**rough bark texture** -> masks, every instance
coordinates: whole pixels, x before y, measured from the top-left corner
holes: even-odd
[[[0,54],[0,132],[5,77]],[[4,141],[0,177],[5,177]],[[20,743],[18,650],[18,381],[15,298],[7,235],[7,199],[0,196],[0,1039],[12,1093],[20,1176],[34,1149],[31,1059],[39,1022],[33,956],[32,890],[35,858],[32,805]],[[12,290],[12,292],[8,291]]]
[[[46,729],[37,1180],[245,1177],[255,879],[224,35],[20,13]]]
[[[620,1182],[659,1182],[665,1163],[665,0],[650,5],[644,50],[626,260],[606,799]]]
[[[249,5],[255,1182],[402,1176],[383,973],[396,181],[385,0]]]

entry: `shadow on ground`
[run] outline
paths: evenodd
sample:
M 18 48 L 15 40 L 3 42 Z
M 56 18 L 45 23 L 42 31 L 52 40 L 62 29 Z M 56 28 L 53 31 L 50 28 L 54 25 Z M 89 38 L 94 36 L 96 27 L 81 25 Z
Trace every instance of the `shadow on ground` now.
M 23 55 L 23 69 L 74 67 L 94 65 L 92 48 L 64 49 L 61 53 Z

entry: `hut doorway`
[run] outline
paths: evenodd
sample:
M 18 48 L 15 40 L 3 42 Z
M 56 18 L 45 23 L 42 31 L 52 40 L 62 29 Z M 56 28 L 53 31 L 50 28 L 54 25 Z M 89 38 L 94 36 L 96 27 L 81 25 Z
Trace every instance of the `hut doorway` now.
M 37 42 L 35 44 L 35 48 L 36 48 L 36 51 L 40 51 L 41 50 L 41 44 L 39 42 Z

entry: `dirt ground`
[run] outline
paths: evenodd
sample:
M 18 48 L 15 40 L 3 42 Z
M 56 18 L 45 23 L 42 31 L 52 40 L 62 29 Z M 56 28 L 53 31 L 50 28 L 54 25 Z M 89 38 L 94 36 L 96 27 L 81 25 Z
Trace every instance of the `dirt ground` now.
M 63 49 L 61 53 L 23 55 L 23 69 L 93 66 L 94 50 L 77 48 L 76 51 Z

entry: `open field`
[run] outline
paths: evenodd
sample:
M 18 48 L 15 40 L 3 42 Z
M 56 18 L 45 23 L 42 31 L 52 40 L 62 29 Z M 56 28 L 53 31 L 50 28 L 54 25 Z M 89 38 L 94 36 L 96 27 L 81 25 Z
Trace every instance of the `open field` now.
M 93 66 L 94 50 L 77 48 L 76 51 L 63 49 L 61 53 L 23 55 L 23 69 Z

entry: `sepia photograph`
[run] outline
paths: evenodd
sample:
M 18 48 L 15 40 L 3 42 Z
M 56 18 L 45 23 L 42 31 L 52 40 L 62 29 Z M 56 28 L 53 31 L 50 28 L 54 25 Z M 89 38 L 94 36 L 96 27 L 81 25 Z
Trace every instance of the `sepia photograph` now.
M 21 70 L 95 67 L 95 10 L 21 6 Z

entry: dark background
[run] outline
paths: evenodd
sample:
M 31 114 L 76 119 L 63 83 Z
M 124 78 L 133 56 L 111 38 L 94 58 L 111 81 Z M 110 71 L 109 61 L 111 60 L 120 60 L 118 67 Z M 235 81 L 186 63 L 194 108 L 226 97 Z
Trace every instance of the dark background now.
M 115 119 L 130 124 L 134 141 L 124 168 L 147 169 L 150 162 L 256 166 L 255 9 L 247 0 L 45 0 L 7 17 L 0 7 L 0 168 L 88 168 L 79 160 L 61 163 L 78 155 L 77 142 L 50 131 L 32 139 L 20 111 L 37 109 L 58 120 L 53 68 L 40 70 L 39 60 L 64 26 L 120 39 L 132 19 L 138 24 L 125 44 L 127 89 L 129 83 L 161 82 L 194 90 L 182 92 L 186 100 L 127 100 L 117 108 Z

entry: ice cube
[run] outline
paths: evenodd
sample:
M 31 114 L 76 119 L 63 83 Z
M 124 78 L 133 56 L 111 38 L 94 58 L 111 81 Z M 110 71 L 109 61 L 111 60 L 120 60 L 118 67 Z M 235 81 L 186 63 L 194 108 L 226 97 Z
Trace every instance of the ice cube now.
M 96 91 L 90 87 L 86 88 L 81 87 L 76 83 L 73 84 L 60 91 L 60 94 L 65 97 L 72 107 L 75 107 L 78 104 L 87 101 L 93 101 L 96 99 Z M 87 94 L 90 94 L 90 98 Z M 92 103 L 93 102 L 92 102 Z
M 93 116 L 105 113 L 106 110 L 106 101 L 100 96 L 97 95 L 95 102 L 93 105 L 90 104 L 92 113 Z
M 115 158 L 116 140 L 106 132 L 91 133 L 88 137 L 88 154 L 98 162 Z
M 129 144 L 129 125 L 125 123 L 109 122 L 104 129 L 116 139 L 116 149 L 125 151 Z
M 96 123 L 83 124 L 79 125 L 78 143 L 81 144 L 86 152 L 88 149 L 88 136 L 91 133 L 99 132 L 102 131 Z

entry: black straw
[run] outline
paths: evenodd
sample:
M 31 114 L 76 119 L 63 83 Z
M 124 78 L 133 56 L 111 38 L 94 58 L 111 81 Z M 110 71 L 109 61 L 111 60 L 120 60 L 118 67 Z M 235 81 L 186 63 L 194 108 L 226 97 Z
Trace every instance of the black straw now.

========================================================================

### TASK STATEMENT
Can you rewrite the data from its first line through the line containing "M 63 49 L 61", both ends included and the requests kept, multiplying every coordinate in the answers by 1.75 and rounding to whole numbers with halves going up? Leave the numbers in the requests and their format samples as they are.

### EXERCISE RESPONSE
**rough bark texture** -> masks, every instance
coordinates: whole pixels, x before y, measured from the top-left corner
holes: even-odd
[[[0,95],[0,231],[9,135]],[[7,247],[0,310],[9,310]],[[35,1300],[32,1138],[32,667],[26,522],[12,411],[12,348],[0,343],[0,1818],[21,1913],[35,2058],[60,2011],[54,1853],[68,1789],[58,1673],[56,1558],[61,1502],[56,1409]],[[21,508],[21,511],[14,509]]]
[[[81,1276],[65,2065],[429,2060],[446,1538],[392,61],[35,23]]]
[[[1085,2069],[1153,2069],[1164,2035],[1164,0],[1138,9],[1127,88],[1096,455],[1061,1398]]]
[[[436,9],[446,2069],[704,2058],[670,1703],[693,317],[674,0]]]

entry: `shadow on ground`
[run] outline
paths: evenodd
sample:
M 18 48 L 15 40 L 3 42 Z
M 56 18 L 45 23 L 42 31 L 52 40 L 62 29 Z M 56 28 L 53 31 L 50 28 L 54 25 Z M 89 38 L 94 36 L 96 27 L 81 25 Z
Trace every instance of the `shadow on ground` now.
M 40 96 L 40 121 L 130 117 L 165 114 L 161 84 L 112 86 L 107 93 Z

entry: `hut doorway`
[run] outline
paths: evenodd
sample:
M 18 48 L 15 40 L 3 42 Z
M 56 18 L 45 23 L 42 31 L 52 40 L 62 29 Z M 56 28 L 53 31 L 50 28 L 54 25 Z M 89 38 L 94 36 L 96 27 L 81 25 Z
Trace every instance of the `hut doorway` now.
M 65 74 L 61 77 L 61 84 L 63 84 L 63 89 L 70 89 L 72 88 L 72 77 L 68 74 Z

entry: `dirt ground`
[run] outline
paths: evenodd
sample:
M 18 48 L 15 40 L 3 42 Z
M 56 18 L 45 23 L 42 31 L 52 40 L 62 29 Z M 56 28 L 53 31 L 50 28 L 54 25 Z M 89 38 L 94 36 L 96 27 L 81 25 Z
Trace every instance of the `dirt ground` now.
M 110 86 L 107 93 L 40 96 L 40 121 L 163 116 L 165 88 L 135 84 L 133 89 Z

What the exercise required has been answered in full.